問題: 小児科の待合室での出来事をつづった本文を、最後の文のあとから書き継いでもらえますか?

先週、チュッパと小児科に行った時の出来事です。

「点滴したくない~!!」

ってずっと泣いてる5歳くらいの男の子がいたんですよ。


床に座り込んでもう「絶っっ対に動かないぞボクは!!」という強い意志が感じられました。

もはや「座り込みデモ」の様相を呈しています。


お母さんがひとりで必死に説得していましたが、全く動かず。

お父さんも一緒に来ていたのですが、少し離れたところからオロオロ見守るだけでした。



ついにお母さん、ブチ切れます。

「(子に対して)ママだって、我慢してるんだから!!!」
「(お父さんに対して)あんたも何で手伝ってくれないのよ!!!」

って、待合室全体に聞こえるような大きな声だったので、かなり怒っている様子が伝わりました。

あるコレクションの記録:
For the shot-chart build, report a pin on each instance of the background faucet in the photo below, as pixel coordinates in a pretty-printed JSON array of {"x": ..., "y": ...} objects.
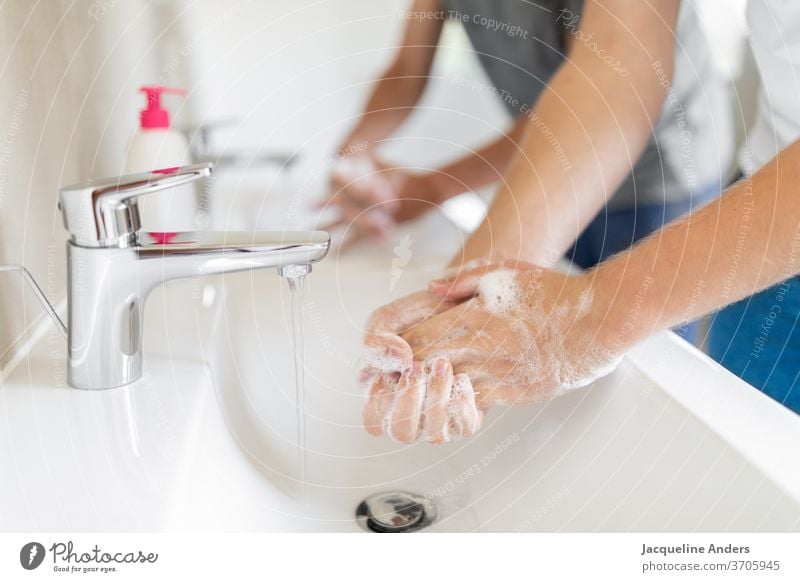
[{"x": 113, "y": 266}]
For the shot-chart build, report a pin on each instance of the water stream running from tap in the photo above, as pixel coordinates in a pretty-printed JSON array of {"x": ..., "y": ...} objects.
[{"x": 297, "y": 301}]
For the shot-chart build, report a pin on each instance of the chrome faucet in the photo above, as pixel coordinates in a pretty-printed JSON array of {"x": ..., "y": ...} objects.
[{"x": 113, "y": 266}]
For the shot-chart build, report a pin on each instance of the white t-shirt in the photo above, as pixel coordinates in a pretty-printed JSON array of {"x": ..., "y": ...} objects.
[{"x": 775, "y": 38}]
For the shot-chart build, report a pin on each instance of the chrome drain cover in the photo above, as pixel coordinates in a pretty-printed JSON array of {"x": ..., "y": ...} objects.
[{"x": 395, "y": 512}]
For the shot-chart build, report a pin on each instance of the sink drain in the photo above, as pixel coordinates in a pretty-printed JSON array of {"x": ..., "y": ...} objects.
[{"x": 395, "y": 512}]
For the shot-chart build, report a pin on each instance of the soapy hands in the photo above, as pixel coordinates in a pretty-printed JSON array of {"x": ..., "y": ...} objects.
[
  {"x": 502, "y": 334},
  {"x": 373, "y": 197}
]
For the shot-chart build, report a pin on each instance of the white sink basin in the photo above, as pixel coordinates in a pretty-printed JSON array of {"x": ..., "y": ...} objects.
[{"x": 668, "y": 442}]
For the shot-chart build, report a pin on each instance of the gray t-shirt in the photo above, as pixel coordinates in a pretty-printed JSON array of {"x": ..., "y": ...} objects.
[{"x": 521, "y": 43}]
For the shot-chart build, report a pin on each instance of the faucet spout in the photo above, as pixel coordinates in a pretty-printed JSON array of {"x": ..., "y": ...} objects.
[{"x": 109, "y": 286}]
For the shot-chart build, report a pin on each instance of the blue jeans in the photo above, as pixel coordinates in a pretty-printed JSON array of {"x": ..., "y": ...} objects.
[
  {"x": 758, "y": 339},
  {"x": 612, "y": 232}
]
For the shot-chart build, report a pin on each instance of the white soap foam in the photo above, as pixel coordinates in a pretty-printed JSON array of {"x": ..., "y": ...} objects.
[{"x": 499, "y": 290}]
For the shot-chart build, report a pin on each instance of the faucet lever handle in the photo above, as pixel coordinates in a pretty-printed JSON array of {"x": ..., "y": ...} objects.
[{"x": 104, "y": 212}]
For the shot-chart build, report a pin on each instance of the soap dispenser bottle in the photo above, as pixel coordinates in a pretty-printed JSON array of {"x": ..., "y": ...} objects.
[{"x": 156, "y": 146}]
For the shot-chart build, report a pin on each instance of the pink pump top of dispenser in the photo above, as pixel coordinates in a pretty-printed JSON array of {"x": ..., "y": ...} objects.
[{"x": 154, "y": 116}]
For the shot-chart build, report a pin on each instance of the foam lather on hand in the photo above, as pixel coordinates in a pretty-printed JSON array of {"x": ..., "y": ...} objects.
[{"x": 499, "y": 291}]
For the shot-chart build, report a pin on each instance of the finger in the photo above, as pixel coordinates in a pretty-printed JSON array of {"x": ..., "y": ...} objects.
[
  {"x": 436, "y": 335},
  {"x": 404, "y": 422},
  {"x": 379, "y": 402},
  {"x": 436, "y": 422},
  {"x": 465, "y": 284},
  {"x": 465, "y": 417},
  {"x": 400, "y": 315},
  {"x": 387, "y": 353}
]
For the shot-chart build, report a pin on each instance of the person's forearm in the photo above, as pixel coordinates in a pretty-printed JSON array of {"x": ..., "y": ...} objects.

解答:
でも私、すぐにわかったんですよ。

このお母さん、怒ってるんじゃなくて、本当は泣きたいんじゃないかな、って。

私も、同じような状況が何度もあったので。


お母さんの表情を見ると、とっても疲れている様子でした。

状況から察するに、たぶん何日も前からお子さんの看病や病院の付き添いで、べったり付きっきりだったのだと思います。


「私だって我慢してるんだから!!」「何で手伝ってくれないの!?」という言葉は、本当は

「もう限界!!お願いだから、誰か助けて!!」


っていう、切実なSOSなんですよ。


怒ってるというより、悲しいんです。泣きたいんです。


私もすごく追い詰められている時は、家では同じようなセリフ、よく言ってしまうんです。

「何で私ばっかり我慢しなくちゃいけないの!?」
「こんな生活、もう嫌だ!!」

…って。
(「言う」というより「叫ぶ」ですしね…)


ただ、家の中では言う(叫ぶ)ものの、外出先では我慢するんですよ。

一応、人目があるので。

言いかえれば、育児ストレス限界レベルが「外出先ではなんとか抑えきれる程度(レベル4)」ということです。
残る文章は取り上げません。